------ INFORMATION SHOWN

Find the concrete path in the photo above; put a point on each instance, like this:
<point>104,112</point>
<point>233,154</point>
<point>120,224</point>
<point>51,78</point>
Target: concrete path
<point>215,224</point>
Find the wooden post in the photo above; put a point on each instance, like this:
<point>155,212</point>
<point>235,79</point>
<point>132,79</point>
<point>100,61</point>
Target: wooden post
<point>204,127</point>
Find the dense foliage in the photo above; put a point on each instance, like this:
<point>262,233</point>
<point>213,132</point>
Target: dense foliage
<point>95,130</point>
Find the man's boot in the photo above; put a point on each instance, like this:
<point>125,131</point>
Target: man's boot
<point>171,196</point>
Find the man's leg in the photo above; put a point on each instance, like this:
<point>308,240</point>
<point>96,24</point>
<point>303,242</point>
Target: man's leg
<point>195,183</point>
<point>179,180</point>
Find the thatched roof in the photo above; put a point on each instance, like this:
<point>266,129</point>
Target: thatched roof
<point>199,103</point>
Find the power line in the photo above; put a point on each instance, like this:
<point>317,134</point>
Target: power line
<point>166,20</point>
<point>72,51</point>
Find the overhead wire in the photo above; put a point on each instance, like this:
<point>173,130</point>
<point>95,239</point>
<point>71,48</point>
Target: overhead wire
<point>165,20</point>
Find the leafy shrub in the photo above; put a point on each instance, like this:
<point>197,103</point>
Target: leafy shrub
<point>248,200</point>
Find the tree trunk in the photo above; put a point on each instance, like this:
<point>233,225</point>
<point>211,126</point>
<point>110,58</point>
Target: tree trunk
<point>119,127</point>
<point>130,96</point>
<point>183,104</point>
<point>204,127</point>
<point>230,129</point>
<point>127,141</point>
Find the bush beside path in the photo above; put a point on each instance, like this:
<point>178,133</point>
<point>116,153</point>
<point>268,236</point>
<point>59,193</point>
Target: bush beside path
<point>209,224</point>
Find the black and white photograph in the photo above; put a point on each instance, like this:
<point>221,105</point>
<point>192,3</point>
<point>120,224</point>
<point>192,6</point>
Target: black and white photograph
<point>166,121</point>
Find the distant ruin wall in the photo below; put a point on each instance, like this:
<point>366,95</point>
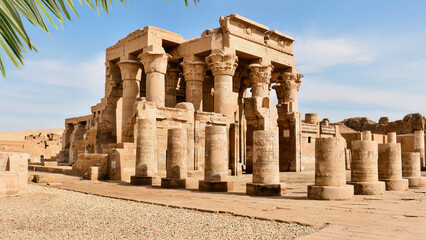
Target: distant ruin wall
<point>36,143</point>
<point>409,124</point>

------------

● PROBLEM DETAILS
Edit the data above so that "put a point on each instance" becomes "place a point on every instance" everywhere it occurs, with everything else left unchanged. Leave the picture out of your answer.

● OUTPUT FOR THIS EXERCISE
Find the concrete path in the photo above; place a point on every instance, like this:
<point>104,112</point>
<point>233,154</point>
<point>120,224</point>
<point>51,78</point>
Target: concrete path
<point>215,224</point>
Find the wooden post in the photo above; place a point on every instance, like this:
<point>155,212</point>
<point>235,79</point>
<point>132,79</point>
<point>100,61</point>
Target: wooden post
<point>204,127</point>
Find the dense foliage in the photo above; place a point on every instance, like this:
<point>262,233</point>
<point>213,132</point>
Target: dense foliage
<point>95,130</point>
Find the man's boot in the photo above; place a point on every instance, like this:
<point>125,131</point>
Target: man's boot
<point>171,196</point>
Find the man's leg in the photo above; place a point on every instance, like this:
<point>308,240</point>
<point>96,24</point>
<point>303,242</point>
Target: man's leg
<point>195,183</point>
<point>179,180</point>
Find the thatched roof in the photo above; place a point on every instance, like this:
<point>266,129</point>
Target: thatched roof
<point>199,103</point>
Find the power line in the photo above; place a point on every instance, like this:
<point>317,134</point>
Target: power line
<point>166,20</point>
<point>72,51</point>
Find the overhead wire in the photo above; place a point on every instance, like this:
<point>173,130</point>
<point>95,239</point>
<point>71,48</point>
Target: overhead wire
<point>165,20</point>
Find the leafy shrub in the photo above; place a point on every instance, like this:
<point>197,103</point>
Target: leafy shrub
<point>248,200</point>
Find the tree trunk in the photo above; place a point on every instance, like this:
<point>233,225</point>
<point>211,126</point>
<point>110,58</point>
Target: tree trunk
<point>119,127</point>
<point>130,96</point>
<point>183,104</point>
<point>204,127</point>
<point>230,129</point>
<point>127,141</point>
Find the bush beside path in the photo above; place a point on every instance, like this:
<point>178,133</point>
<point>116,153</point>
<point>268,236</point>
<point>59,193</point>
Target: bush beside path
<point>209,224</point>
Find the black and white photograph in the photo above; place a point on every instance, like this:
<point>221,105</point>
<point>192,3</point>
<point>120,224</point>
<point>192,6</point>
Target: black and white photograph
<point>166,121</point>
Find the distant ruin wall in the photo below; place a point on every instance, like this:
<point>366,95</point>
Target: distant ruin wall
<point>36,143</point>
<point>409,124</point>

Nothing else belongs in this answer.